* _EXERCISE AIM_
Word for word, restate every line of the material.

◆ ◆ ◆ ◆

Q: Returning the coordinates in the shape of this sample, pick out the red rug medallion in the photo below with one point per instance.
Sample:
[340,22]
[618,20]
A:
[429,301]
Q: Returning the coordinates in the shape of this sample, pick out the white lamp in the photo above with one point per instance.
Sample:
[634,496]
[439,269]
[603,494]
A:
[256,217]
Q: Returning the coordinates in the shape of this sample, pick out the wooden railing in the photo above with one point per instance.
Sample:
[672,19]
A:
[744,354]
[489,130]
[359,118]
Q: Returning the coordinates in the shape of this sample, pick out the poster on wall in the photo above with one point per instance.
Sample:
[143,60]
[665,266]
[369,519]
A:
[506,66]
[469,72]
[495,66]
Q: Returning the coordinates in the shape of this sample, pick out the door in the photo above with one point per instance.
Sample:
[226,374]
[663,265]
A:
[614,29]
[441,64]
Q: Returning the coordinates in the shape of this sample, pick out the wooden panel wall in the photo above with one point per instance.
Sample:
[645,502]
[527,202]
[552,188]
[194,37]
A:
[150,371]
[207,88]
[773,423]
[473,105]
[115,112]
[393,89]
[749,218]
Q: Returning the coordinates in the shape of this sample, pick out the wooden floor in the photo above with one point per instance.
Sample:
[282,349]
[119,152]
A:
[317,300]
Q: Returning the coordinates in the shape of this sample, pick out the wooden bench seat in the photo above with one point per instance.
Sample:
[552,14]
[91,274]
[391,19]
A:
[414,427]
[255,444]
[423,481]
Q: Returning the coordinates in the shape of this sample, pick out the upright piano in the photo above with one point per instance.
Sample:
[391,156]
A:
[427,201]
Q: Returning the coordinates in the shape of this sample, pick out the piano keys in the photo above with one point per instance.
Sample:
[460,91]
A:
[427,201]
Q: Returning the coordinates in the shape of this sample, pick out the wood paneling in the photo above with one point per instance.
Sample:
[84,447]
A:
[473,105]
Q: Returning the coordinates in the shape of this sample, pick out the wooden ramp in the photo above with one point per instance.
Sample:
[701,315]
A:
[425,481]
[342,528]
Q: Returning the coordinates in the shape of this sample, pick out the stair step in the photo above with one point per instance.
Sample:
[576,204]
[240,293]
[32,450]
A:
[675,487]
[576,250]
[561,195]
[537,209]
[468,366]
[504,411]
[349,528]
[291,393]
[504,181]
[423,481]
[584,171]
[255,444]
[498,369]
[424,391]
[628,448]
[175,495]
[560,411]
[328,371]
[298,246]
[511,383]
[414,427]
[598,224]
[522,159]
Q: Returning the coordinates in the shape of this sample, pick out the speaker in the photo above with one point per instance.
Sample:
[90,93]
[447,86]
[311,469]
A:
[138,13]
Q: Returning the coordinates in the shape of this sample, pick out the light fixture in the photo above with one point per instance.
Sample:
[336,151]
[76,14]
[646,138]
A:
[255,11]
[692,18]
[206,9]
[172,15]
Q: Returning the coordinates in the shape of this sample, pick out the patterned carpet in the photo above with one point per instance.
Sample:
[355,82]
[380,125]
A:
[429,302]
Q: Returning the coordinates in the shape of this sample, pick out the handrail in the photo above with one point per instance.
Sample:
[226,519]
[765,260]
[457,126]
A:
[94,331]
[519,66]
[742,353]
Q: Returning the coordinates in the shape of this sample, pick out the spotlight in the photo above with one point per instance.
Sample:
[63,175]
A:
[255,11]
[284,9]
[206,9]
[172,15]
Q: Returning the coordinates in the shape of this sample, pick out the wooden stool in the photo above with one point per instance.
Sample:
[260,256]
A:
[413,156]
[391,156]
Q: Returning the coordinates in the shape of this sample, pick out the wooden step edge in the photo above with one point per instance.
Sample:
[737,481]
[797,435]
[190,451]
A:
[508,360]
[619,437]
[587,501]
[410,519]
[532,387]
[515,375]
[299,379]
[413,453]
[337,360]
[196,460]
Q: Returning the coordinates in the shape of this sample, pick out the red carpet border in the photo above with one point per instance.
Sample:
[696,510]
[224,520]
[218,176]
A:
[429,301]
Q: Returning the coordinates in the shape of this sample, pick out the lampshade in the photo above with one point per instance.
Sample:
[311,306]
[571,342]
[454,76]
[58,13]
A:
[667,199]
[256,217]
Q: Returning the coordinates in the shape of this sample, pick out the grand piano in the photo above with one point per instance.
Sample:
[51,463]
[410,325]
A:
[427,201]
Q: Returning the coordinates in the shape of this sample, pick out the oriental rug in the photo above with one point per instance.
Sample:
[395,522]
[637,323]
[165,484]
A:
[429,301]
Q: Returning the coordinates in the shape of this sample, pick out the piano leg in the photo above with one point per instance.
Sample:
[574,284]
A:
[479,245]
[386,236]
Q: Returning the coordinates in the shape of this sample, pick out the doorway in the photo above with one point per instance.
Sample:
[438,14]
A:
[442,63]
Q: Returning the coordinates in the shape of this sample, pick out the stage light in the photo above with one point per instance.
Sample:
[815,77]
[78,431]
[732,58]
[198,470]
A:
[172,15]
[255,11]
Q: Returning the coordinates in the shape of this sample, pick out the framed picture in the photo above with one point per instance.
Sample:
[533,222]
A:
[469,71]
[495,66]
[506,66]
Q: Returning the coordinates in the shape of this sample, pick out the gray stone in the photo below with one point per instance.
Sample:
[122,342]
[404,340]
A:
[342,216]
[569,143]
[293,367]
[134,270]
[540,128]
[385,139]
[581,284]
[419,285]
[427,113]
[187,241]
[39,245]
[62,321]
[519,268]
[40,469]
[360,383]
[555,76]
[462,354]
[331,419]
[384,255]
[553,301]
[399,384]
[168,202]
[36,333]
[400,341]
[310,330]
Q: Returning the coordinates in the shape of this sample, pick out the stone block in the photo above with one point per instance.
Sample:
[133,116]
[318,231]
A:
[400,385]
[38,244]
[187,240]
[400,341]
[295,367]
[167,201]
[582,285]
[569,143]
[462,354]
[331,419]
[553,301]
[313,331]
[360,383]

◆ ◆ ◆ ◆

* _THE OUTPUT_
Q: Returning the coordinates in the shape of this sample, pick out the red rug medallion in the photo below with one point per instance.
Sample:
[340,22]
[618,20]
A:
[429,301]
Q: Returning the coordinates in the shape of this sample, pick out the white lamp in the photo above with one point per instance.
Sample:
[634,496]
[439,269]
[603,494]
A:
[256,217]
Q: Returning the coordinates in the shape of this sample, pick out the wooden railing in the photo above with one point per instance.
Sample:
[672,19]
A:
[744,354]
[489,130]
[359,118]
Q: Returning the coordinates in the shape of this sample, pick out the poster on wall in the photo above with one point per instance.
Sample:
[143,60]
[665,266]
[369,519]
A:
[506,66]
[469,72]
[495,66]
Q: Returning the coordinates in the shape of this sample, pick out the door in the photo above with one point per instance.
Sample:
[226,374]
[663,265]
A:
[614,29]
[441,64]
Q: Returning the coordinates in the shape of this sample, pick out the wooden panel wall in the photo above with one point per instance.
Sample:
[645,502]
[527,202]
[552,188]
[194,37]
A:
[150,371]
[207,88]
[773,423]
[473,105]
[115,112]
[393,89]
[749,218]
Q: Returning the coordinates in the shape of this sample, pick out the wooden floor in the photo above with one point per instance.
Sample:
[282,349]
[119,152]
A:
[317,300]
Q: Returning the coordinates in the shape of this sample, pick out the wooden bench seat in the photo above with one point per instance.
Sample:
[552,14]
[91,274]
[391,19]
A:
[414,427]
[255,444]
[423,481]
Q: Returning the coordinates in the shape of this sample, pick out the upright piano in the photo above with one point per instance.
Sample:
[391,156]
A:
[427,201]
Q: Returning the coordinates in the shape of this sample, pick out the piano keys in the photo above with one point per instance.
Sample:
[460,91]
A:
[427,201]
Q: Returning the coordinates in the shape of this sample, pick out the wood paneling in the photo above with one point per instance.
Sample:
[84,447]
A:
[473,105]
Q: Returning the coordinates in the shape of this sample, pick out the wooden ramp in the photo above with one point per instance.
Sample:
[701,315]
A:
[425,481]
[342,528]
Q: Returning the coordinates in the shape of this sample, pick out the stair step in the photo above with one point per instance.
Sample:
[576,204]
[240,293]
[32,450]
A:
[675,487]
[576,250]
[561,195]
[537,209]
[468,366]
[504,411]
[349,528]
[291,393]
[504,181]
[423,481]
[584,171]
[255,444]
[498,369]
[424,391]
[628,448]
[175,495]
[560,411]
[328,371]
[298,246]
[511,383]
[414,427]
[598,224]
[522,159]
Q: Returning the coordinates in the shape of this sample, pick out the speaker in the photo above with one point per instance.
Sample:
[90,93]
[447,86]
[311,469]
A:
[138,13]
Q: Returning the coordinates in the shape of this sample, pick out the light fixture in the photo above with one point per instance.
Sample:
[336,151]
[76,14]
[646,138]
A:
[255,11]
[692,18]
[206,9]
[172,15]
Q: Returning the coordinates in the shape of this sample, pick out the patterned carpet in the photo above with one point per instance.
Sample:
[355,82]
[380,125]
A:
[429,302]
Q: Returning the coordinates in the shape of this sample, pick out the handrail in the photo above with one point per instance.
Sample:
[226,519]
[765,260]
[457,126]
A:
[94,331]
[519,66]
[742,353]
Q: Returning the coordinates in the shape of this sample, pick out the spotlight in the photo above with one point per instance.
Sample:
[63,175]
A:
[255,11]
[284,9]
[206,9]
[172,15]
Q: Returning the coordinates in the shape of this sample, pick out the wooden stool in the photo above with one point per instance.
Sample:
[260,256]
A:
[413,156]
[391,156]
Q: Returning the coordinates in the shape of this sample, pick out the wooden step edge in the photo above with one point per instance.
Sample:
[737,481]
[797,435]
[190,451]
A:
[508,360]
[619,437]
[587,501]
[410,519]
[532,387]
[515,375]
[299,379]
[413,453]
[337,360]
[196,460]
Q: Returning the coordinates in the shape of this sample, pick out the red carpet border in the photo above with one point per instance.
Sample:
[696,510]
[224,520]
[218,176]
A:
[429,301]
Q: Returning the coordinates in the shape of this sample, pick out the lampshade in the photo above with one point per instance.
Sample:
[311,306]
[571,342]
[454,76]
[58,13]
A:
[667,199]
[256,217]
Q: Returning the coordinates in the shape of this sample, pick out the grand piano in the photo above with one point per instance.
Sample:
[51,463]
[410,325]
A:
[427,201]
Q: Returning the coordinates in the shape of this sample, pick out the oriental rug in the photo above with one point per instance.
Sample:
[395,522]
[637,323]
[165,484]
A:
[429,301]
Q: Returning the coordinates in the shape of this sample, pick out the piano leg in the photo above with one point per instance.
Sample:
[574,284]
A:
[479,245]
[386,236]
Q: Returning the coordinates in the shape of this sample, pick out the doorway in the photo above with one point per instance.
Sample:
[438,14]
A:
[442,63]
Q: Returning the coordinates in the shape of this sample, pick out the stage light in the photo above with one point per instance.
Sample:
[815,77]
[78,431]
[732,58]
[198,470]
A:
[172,15]
[255,11]
Q: Returning the coordinates in the shape of this sample, pick out the framed picture in the photo above with one point per instance.
Sample:
[533,222]
A:
[469,71]
[495,66]
[506,66]
Q: Returning the coordinates in the shape of this sample, pick out the gray stone in the photo below with one point per instance.
Sample:
[122,342]
[404,340]
A:
[342,216]
[569,143]
[293,367]
[134,270]
[540,128]
[385,139]
[581,284]
[419,285]
[427,113]
[187,241]
[39,245]
[62,321]
[519,268]
[40,469]
[360,383]
[555,76]
[462,354]
[331,419]
[384,255]
[553,301]
[399,384]
[168,202]
[36,333]
[400,341]
[310,330]
Q: Returning the coordinates in the shape of this sample, pick out the stone block in the photo above with one point per instance.
Sample:
[133,116]
[318,231]
A:
[400,385]
[38,244]
[187,240]
[400,341]
[295,367]
[167,201]
[582,285]
[569,143]
[462,354]
[331,419]
[553,301]
[313,331]
[360,383]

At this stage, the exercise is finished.